*** DOKUMENTTEXT

Um wieder zu Jacquestatis Ausgangspostings zurückzukommen, hier mal meine 10 cents aus eigener Erfahrung:
Video war früher keine Alternative - es sei denn, zu reinen Dokumentationszwecken (wie der statischen Aufzeichnung eines Vortrags) -, weil es im Gegensatz zu Schmalfilm kein fotografisches Bild hatte. Selbst noch im MiniDV-Zeitalter bedeutete Video: totkomprimierte Bilder mit geringer (8bit-) Farbtiefe, Aufzeichnung in Halb- statt in Vollbildern und mit gestauchten Pixeln, Dynamikumfang von vielleicht 6 Blenden mit ausgebrannten Spitzlichtern und abgesoffenen Schatten. Auch als MiniDV von HD abgelöst wurde, bedeutete das - bezogen auf die Einzelbilder - die Bildqualität einer alten 2 Megapixel-Digitalknipse, die JPEGs in höchster Kompressions- bzw. kleinster Qualitätsstufe schießt. Nicht oder nur schlecht abschaltbare Automatiken und fest eingebaute Zoomobjektive (statt guter Festbrennweiten) taten ihr übrignes.

******

__AUFGABENSTELLUNG__: Schreiben Sie den Text über die Bildqualität von Video vollständig und wortgetreu ab.

*** ÜBUNGSDATEN

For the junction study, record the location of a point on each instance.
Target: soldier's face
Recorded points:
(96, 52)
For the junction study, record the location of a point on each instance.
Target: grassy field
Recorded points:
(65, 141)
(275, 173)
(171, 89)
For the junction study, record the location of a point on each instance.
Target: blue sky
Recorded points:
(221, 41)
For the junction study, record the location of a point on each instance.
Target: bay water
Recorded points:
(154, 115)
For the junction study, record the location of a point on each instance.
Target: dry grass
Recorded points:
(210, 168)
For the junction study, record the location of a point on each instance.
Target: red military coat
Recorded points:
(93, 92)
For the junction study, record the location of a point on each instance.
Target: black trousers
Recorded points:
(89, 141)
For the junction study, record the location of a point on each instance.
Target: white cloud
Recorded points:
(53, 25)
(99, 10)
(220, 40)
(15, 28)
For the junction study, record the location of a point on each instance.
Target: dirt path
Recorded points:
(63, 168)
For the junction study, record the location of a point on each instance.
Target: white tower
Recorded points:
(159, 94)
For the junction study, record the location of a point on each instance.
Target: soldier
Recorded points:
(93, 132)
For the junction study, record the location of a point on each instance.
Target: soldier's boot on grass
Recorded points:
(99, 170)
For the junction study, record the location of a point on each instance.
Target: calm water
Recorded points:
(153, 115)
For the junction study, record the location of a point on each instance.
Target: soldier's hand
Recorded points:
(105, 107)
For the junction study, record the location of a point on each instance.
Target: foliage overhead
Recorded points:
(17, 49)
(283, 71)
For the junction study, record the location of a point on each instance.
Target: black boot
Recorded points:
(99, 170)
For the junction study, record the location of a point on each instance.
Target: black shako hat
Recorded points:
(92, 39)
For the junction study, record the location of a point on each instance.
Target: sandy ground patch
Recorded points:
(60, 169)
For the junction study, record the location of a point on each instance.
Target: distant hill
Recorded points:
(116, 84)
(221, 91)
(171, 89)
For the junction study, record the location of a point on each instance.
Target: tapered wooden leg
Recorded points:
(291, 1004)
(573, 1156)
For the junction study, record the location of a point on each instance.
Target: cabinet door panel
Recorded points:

******

__ENDGÜLTIGE ANTWORT__:
Um wieder zu Jacquestatis Ausgangspostings zurückzukommen, hier mal meine 10 cents aus eigener Erfahrung:
Video war früher keine Alternative - es sei denn, zu reinen Dokumentationszwecken (wie der statischen Aufzeichnung eines Vortrags) -, weil es im Gegensatz zu Schmalfilm kein fotografisches Bild hatte. Selbst noch im MiniDV-Zeitalter bedeutete Video: totkomprimierte Bilder mit geringer (8bit-) Farbtiefe, Aufzeichnung in Halb- statt in Vollbildern und mit gestauchten Pixeln, Dynamikumfang von vielleicht 6 Blenden mit ausgebrannten Spitzlichtern und abgesoffenen Schatten. Auch als MiniDV von HD abgelöst wurde, bedeutete das - bezogen auf die Einzelbilder - die Bildqualität einer alten 2 Megapixel-Digitalknipse, die JPEGs in höchster Kompressions- bzw. kleinster Qualitätsstufe schießt. Nicht oder nur schlecht abschaltbare Automatiken und fest eingebaute Zoomobjektive (statt guter Festbrennweiten) taten ihr übrignes.